━━ Supplied text ━━

-->

May 13, 2012

You're just a DEA number

Yesterday I found myself sitting in group therapy for addicts- no, not what you're thinking- as part of my psych rotation.

No one had given me a heads-up about what I would be doing, and the first few minutes were a blur.  I was snapped out of it by an older gentleman pointing his finger at my face (I soon figured out he was moderating the group).

"YOU.  Tell us WHY WE SHOULD LET YOU STAY HERE. IN 10 SECONDS."

I'm still not sure what I said, but I know I stuttered through my name like 5 times, and that I was a student.  I wasn't really nervous, so to speak, I just had no idea what was going on and what was about to happen.  Was I going to have to get up and sing and dance next?

The others obviously understood my embarrassment and they all voted to let me stay.  (Otherwise I may have had to sit outside the classroom for three hours.)

Experiences like this are an untapped resource in the battle against the lack of empathy in medical students.  I walked into an AA meeting my first year, thinking it'd be interesting to see what kind of patients I would eventually treat.  I walked out of the meeting with the feeling that I had mentally exposed and scrubbed raw every single one of my personality flaws.  Ironically, it was absolutely cathartic.

━━━

Directions>
1. In the blog post, how long might the writer have had to sit outside the classroom if the group had not voted to let the writer stay?
2. Retype the blog post from "No one had given" up to and including "moderating the group).".
The material that comes after this post is from a separate source.

━━ Material supplied ━━

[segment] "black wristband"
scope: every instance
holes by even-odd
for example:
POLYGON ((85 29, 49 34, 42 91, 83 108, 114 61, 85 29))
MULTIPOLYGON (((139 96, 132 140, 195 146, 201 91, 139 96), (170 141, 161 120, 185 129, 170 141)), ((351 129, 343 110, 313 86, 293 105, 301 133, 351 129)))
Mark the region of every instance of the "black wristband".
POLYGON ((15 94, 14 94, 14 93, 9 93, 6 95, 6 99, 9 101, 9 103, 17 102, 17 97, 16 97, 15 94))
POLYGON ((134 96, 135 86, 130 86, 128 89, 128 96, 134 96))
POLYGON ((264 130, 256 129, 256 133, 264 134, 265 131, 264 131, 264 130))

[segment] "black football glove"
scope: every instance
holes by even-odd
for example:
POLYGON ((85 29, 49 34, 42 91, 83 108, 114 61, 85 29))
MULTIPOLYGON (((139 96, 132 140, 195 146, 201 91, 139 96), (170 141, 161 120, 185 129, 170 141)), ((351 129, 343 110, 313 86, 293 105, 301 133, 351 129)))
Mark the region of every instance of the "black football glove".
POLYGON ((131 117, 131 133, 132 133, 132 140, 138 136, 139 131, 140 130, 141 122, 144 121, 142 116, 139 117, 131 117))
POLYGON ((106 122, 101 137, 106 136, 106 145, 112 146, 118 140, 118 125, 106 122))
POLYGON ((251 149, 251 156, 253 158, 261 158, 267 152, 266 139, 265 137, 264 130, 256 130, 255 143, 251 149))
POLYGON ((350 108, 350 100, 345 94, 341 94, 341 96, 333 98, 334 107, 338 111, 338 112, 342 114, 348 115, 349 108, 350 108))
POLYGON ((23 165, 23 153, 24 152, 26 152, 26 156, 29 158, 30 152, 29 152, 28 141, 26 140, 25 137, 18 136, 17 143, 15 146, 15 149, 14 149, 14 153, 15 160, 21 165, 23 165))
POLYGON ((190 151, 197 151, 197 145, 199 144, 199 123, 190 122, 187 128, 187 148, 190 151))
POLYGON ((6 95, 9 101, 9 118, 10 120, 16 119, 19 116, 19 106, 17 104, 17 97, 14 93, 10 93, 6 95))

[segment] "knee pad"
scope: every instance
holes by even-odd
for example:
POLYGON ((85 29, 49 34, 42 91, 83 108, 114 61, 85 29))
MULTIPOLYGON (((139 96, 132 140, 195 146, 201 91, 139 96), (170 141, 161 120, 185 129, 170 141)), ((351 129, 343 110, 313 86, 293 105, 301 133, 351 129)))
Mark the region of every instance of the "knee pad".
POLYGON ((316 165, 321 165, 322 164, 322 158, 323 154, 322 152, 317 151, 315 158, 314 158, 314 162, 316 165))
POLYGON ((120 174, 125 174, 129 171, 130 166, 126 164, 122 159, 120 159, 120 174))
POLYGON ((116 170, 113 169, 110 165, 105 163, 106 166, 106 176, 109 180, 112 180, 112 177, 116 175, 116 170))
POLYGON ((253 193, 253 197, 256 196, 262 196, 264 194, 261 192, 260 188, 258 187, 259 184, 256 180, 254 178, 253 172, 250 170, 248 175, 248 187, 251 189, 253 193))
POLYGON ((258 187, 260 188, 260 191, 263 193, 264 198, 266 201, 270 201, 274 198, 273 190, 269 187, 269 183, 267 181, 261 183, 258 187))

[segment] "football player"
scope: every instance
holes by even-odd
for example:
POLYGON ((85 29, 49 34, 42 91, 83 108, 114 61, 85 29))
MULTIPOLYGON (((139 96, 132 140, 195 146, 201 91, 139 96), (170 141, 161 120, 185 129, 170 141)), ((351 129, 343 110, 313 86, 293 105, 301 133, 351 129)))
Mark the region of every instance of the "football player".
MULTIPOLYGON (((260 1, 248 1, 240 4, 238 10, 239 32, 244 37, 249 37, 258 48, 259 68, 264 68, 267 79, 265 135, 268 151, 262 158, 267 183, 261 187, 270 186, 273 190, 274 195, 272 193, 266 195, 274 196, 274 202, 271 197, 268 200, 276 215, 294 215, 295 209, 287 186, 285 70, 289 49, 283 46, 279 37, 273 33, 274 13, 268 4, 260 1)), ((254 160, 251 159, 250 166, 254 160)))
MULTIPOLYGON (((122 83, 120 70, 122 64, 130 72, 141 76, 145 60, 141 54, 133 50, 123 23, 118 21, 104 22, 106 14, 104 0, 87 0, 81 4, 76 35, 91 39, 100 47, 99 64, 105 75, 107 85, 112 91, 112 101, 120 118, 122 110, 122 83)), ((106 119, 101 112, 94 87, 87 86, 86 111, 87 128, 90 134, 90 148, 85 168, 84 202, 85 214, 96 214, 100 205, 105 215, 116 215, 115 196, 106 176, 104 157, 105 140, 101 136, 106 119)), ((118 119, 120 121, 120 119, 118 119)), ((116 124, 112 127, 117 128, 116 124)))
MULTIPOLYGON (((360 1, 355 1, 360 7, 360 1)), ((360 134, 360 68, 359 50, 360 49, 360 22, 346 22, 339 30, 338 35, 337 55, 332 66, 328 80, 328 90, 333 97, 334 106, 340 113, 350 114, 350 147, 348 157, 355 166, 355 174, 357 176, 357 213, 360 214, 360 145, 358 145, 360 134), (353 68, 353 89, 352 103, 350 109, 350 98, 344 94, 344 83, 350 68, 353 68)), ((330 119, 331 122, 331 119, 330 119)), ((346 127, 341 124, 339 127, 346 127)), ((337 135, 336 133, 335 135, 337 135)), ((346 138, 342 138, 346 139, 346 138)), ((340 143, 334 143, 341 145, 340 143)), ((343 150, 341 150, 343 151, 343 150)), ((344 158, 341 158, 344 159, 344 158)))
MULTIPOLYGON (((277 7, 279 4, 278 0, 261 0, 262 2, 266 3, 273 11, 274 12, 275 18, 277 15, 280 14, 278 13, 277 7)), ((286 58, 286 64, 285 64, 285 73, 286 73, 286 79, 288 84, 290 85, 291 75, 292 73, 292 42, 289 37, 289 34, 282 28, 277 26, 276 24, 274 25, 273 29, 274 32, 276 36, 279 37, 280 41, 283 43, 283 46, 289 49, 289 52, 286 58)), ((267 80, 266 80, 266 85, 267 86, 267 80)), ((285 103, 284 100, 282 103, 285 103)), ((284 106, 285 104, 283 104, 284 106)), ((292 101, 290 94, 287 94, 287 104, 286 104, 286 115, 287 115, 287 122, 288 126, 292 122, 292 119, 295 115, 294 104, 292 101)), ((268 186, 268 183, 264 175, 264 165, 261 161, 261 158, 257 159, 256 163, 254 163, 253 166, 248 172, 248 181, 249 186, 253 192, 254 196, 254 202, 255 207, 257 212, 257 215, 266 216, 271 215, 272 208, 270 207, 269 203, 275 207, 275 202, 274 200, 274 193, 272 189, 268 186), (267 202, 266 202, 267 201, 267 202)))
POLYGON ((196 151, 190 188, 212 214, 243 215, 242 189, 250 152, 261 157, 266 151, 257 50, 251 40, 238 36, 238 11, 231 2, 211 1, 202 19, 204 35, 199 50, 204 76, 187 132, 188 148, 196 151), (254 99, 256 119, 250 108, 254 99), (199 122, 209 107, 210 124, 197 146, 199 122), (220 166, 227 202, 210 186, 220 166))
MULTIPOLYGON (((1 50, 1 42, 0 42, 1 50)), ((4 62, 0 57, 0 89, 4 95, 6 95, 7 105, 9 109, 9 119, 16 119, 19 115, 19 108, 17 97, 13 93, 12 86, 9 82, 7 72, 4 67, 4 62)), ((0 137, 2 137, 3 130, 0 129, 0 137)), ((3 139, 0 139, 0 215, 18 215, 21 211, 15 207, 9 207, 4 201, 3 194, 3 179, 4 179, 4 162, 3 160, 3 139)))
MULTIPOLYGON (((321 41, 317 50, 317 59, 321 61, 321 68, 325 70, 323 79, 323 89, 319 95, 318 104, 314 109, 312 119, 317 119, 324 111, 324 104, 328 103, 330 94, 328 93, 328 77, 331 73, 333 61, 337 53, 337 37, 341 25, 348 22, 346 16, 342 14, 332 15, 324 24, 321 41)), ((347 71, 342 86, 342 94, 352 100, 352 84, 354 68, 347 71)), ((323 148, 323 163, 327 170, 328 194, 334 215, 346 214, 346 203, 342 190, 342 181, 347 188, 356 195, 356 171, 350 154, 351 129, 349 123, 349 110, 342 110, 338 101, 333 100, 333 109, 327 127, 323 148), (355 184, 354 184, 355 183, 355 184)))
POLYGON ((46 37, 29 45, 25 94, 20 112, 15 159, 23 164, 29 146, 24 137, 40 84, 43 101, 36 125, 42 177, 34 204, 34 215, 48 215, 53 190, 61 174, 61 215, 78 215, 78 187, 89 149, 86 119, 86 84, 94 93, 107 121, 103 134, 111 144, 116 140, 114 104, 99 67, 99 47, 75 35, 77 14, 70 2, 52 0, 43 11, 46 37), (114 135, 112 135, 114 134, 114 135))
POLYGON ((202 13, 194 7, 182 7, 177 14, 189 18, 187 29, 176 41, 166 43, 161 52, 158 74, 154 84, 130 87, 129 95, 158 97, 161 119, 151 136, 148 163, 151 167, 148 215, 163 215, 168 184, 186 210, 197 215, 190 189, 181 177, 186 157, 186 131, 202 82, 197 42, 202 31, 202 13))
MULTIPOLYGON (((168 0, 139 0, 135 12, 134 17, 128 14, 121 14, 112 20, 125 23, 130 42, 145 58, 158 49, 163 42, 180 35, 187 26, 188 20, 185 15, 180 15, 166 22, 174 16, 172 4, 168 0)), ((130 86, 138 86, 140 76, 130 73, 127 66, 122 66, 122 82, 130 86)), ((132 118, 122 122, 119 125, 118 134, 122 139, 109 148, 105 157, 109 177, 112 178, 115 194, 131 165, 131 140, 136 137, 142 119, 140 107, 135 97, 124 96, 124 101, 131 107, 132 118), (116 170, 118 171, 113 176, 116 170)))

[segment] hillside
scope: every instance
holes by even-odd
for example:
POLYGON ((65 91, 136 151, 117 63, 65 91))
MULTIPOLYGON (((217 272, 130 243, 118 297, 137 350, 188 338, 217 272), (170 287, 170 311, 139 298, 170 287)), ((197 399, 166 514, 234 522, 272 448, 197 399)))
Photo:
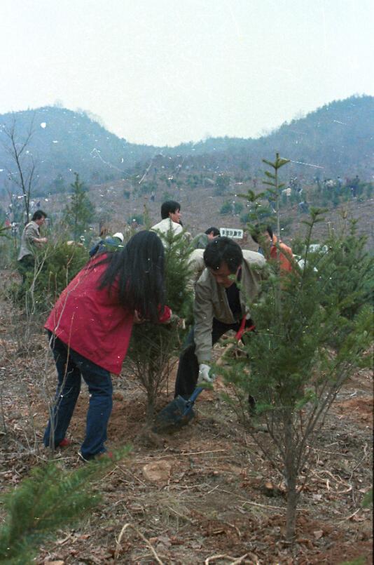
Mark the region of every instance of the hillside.
MULTIPOLYGON (((88 182, 120 178, 137 161, 146 159, 155 150, 120 139, 87 112, 46 107, 0 116, 0 169, 3 169, 3 175, 7 169, 15 170, 6 151, 9 138, 6 133, 13 124, 19 145, 30 130, 33 132, 27 157, 32 155, 36 163, 39 190, 42 192, 48 192, 46 184, 53 191, 62 181, 71 182, 74 171, 88 182)), ((27 166, 27 156, 24 159, 27 166)))
MULTIPOLYGON (((14 164, 6 151, 6 129, 15 123, 20 143, 33 130, 24 155, 37 164, 40 194, 57 192, 77 171, 88 184, 126 179, 147 166, 178 167, 179 172, 228 172, 251 178, 261 176, 261 159, 276 151, 292 161, 290 174, 310 180, 355 175, 371 180, 374 172, 374 97, 351 97, 332 102, 305 117, 283 124, 258 139, 209 138, 176 147, 154 147, 128 143, 111 133, 87 112, 46 107, 0 116, 0 190, 14 164), (150 161, 153 158, 153 161, 150 161), (155 161, 155 162, 154 162, 155 161), (172 161, 172 162, 170 162, 172 161)), ((27 164, 25 163, 25 165, 27 164)))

━━━

Answers per task>
1. Three hours.

2.
No one had given me a heads-up about what I would be doing, and the first few minutes were a blur.  I was snapped out of it by an older gentleman pointing his finger at my face (I soon figured out he was moderating the group).